#### Records provided:
►

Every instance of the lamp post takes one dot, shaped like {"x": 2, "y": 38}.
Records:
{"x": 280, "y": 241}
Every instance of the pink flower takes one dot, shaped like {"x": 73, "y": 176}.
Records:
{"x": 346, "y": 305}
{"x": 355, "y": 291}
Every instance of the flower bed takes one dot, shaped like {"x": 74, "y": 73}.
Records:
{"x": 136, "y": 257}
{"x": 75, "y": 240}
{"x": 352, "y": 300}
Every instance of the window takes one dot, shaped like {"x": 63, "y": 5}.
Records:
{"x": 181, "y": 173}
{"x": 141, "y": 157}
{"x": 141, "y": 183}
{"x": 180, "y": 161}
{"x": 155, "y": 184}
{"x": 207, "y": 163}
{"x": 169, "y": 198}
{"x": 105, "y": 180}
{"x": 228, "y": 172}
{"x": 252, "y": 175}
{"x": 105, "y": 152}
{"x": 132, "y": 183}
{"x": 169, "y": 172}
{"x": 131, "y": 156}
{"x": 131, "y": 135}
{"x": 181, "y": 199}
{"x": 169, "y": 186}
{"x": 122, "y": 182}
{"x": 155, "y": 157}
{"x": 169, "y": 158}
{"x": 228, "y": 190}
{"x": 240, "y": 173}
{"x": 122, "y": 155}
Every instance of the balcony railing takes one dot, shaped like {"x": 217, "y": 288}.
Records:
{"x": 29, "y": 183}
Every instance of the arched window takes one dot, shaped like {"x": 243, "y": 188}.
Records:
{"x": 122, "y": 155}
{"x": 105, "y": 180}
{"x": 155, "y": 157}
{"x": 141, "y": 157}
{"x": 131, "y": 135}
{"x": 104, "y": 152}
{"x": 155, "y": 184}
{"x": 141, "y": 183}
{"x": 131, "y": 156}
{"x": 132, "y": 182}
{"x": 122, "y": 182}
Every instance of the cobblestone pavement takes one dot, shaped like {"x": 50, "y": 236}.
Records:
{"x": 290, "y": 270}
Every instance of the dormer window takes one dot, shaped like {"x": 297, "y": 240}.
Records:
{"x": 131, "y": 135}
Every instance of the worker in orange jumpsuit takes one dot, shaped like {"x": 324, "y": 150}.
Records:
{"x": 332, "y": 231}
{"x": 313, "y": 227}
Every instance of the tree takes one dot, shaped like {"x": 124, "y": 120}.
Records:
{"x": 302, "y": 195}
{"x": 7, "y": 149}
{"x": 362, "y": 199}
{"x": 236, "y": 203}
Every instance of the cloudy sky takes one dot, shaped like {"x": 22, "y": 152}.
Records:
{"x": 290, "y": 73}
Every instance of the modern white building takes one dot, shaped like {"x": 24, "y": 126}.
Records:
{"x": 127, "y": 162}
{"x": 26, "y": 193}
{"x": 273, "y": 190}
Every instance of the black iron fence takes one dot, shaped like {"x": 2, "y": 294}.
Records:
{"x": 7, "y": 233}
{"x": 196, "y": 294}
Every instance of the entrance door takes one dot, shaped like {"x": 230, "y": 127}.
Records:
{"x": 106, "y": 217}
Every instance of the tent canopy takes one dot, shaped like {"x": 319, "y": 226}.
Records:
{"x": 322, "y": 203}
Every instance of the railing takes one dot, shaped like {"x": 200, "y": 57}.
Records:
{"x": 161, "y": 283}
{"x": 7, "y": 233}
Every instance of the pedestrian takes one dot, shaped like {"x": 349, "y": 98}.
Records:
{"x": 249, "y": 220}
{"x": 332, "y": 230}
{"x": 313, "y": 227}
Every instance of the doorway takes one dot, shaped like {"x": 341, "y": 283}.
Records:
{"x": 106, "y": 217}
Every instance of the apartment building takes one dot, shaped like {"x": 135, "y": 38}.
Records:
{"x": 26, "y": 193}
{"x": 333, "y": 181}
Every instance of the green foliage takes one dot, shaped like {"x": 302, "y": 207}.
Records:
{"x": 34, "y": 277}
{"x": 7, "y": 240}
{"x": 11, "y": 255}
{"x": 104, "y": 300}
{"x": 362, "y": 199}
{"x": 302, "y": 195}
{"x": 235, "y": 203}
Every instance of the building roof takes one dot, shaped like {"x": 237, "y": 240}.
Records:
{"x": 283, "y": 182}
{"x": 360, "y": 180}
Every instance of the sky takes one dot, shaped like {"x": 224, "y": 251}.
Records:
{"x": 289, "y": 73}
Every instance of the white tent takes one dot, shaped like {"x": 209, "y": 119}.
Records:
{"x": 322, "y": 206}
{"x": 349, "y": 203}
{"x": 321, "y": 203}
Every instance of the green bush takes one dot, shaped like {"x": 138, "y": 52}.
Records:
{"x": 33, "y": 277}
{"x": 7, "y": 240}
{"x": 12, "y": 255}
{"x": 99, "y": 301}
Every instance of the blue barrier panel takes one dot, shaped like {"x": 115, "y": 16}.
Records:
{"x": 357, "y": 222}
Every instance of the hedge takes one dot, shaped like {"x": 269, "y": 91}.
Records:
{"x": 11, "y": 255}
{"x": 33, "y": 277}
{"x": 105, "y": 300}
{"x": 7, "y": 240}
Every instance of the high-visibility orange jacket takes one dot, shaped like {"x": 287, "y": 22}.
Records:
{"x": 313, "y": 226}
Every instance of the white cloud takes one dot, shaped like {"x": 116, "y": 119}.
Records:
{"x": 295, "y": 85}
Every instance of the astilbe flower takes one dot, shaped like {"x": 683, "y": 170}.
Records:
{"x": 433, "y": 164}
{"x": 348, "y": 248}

◄

In full and verbatim, repeat the records given above.

#### Answer in full:
Every instance of the lamp post takes one dot, shaped like {"x": 2, "y": 38}.
Records:
{"x": 280, "y": 241}
Every instance of the pink flower takes one dot, shaped like {"x": 73, "y": 176}.
Records:
{"x": 346, "y": 305}
{"x": 355, "y": 291}
Every instance of the flower bed takes one dot, shaped like {"x": 74, "y": 73}.
Records:
{"x": 136, "y": 257}
{"x": 75, "y": 240}
{"x": 352, "y": 300}
Every instance of the window takes one dot, shaped like {"x": 63, "y": 5}.
Records:
{"x": 181, "y": 173}
{"x": 141, "y": 157}
{"x": 141, "y": 183}
{"x": 180, "y": 161}
{"x": 155, "y": 184}
{"x": 207, "y": 163}
{"x": 169, "y": 198}
{"x": 105, "y": 180}
{"x": 228, "y": 172}
{"x": 252, "y": 175}
{"x": 105, "y": 152}
{"x": 132, "y": 183}
{"x": 169, "y": 172}
{"x": 131, "y": 156}
{"x": 131, "y": 135}
{"x": 181, "y": 199}
{"x": 169, "y": 186}
{"x": 122, "y": 182}
{"x": 155, "y": 157}
{"x": 169, "y": 158}
{"x": 228, "y": 190}
{"x": 240, "y": 173}
{"x": 122, "y": 155}
Every instance of the balcony railing takes one dot, shaped like {"x": 217, "y": 288}.
Records:
{"x": 29, "y": 183}
Every instance of the arched window takes one dot, shaped like {"x": 243, "y": 188}.
Records:
{"x": 122, "y": 155}
{"x": 105, "y": 180}
{"x": 155, "y": 157}
{"x": 141, "y": 157}
{"x": 131, "y": 135}
{"x": 104, "y": 152}
{"x": 155, "y": 184}
{"x": 141, "y": 183}
{"x": 131, "y": 156}
{"x": 132, "y": 182}
{"x": 122, "y": 182}
Every instance of the cobblestone pavement takes one dot, shaped like {"x": 50, "y": 236}.
Records:
{"x": 290, "y": 270}
Every instance of the dormer window takes one dot, shaped like {"x": 297, "y": 240}.
Records:
{"x": 131, "y": 135}
Every instance of the worker in orange jumpsuit takes one dot, shaped like {"x": 324, "y": 150}.
Records:
{"x": 332, "y": 231}
{"x": 313, "y": 227}
Every instance of the tree takes one dot, shaped like {"x": 124, "y": 120}.
Records:
{"x": 302, "y": 195}
{"x": 7, "y": 149}
{"x": 362, "y": 199}
{"x": 236, "y": 203}
Every instance of the cloudy sky takes one dot, shaped like {"x": 22, "y": 152}.
Records:
{"x": 290, "y": 73}
Every instance of the modern white building takes one dot, shaped like {"x": 24, "y": 126}.
Records:
{"x": 127, "y": 162}
{"x": 26, "y": 193}
{"x": 273, "y": 190}
Every instance of the black iron fence takes one dot, shaped like {"x": 2, "y": 294}.
Records:
{"x": 7, "y": 233}
{"x": 196, "y": 294}
Every instance of the entrance door takes one dot, shaped like {"x": 230, "y": 127}.
Records:
{"x": 106, "y": 217}
Every instance of the tent canopy takes one dot, shaped like {"x": 319, "y": 226}.
Records:
{"x": 322, "y": 203}
Every instance of the railing takes one dot, shaped like {"x": 200, "y": 57}.
Records:
{"x": 161, "y": 283}
{"x": 7, "y": 233}
Every instance of the pedestrian takes one dot, shaped like {"x": 349, "y": 98}.
Records:
{"x": 249, "y": 220}
{"x": 332, "y": 230}
{"x": 313, "y": 227}
Every instance of the doorway takes one dot, shaped like {"x": 341, "y": 283}.
Records:
{"x": 106, "y": 217}
Every instance of the apartment building takes one dot, shaped like {"x": 135, "y": 38}.
Records:
{"x": 26, "y": 193}
{"x": 333, "y": 181}
Every instance of the green foliage takes one dot, shaped like {"x": 302, "y": 207}.
Records:
{"x": 34, "y": 277}
{"x": 7, "y": 240}
{"x": 11, "y": 255}
{"x": 104, "y": 300}
{"x": 362, "y": 199}
{"x": 302, "y": 195}
{"x": 235, "y": 203}
Every instance of the building roof takes one dot, shaped like {"x": 237, "y": 240}.
Records:
{"x": 283, "y": 182}
{"x": 360, "y": 180}
Every instance of the sky takes one dot, shaped like {"x": 224, "y": 251}.
Records:
{"x": 289, "y": 73}
Every instance of the white tent takes one dot, shaped like {"x": 209, "y": 119}.
Records:
{"x": 322, "y": 206}
{"x": 349, "y": 203}
{"x": 321, "y": 203}
Every instance of the green bush takes one dot, shaped like {"x": 138, "y": 52}.
Records:
{"x": 33, "y": 277}
{"x": 7, "y": 240}
{"x": 12, "y": 255}
{"x": 99, "y": 301}
Every instance of the blue barrier panel takes one dot, shaped like {"x": 115, "y": 16}.
Records:
{"x": 357, "y": 222}
Every instance of the hedge takes one dot, shaped like {"x": 269, "y": 91}.
Records:
{"x": 11, "y": 255}
{"x": 33, "y": 277}
{"x": 105, "y": 300}
{"x": 7, "y": 240}
Every instance of the high-visibility orange jacket takes one dot, shaped like {"x": 287, "y": 22}.
Records:
{"x": 313, "y": 226}
Every instance of the white cloud takes one dot, shaped like {"x": 116, "y": 119}.
Records:
{"x": 295, "y": 85}
Every instance of the astilbe flower takes one dot, shaped like {"x": 683, "y": 170}.
Records:
{"x": 433, "y": 164}
{"x": 348, "y": 248}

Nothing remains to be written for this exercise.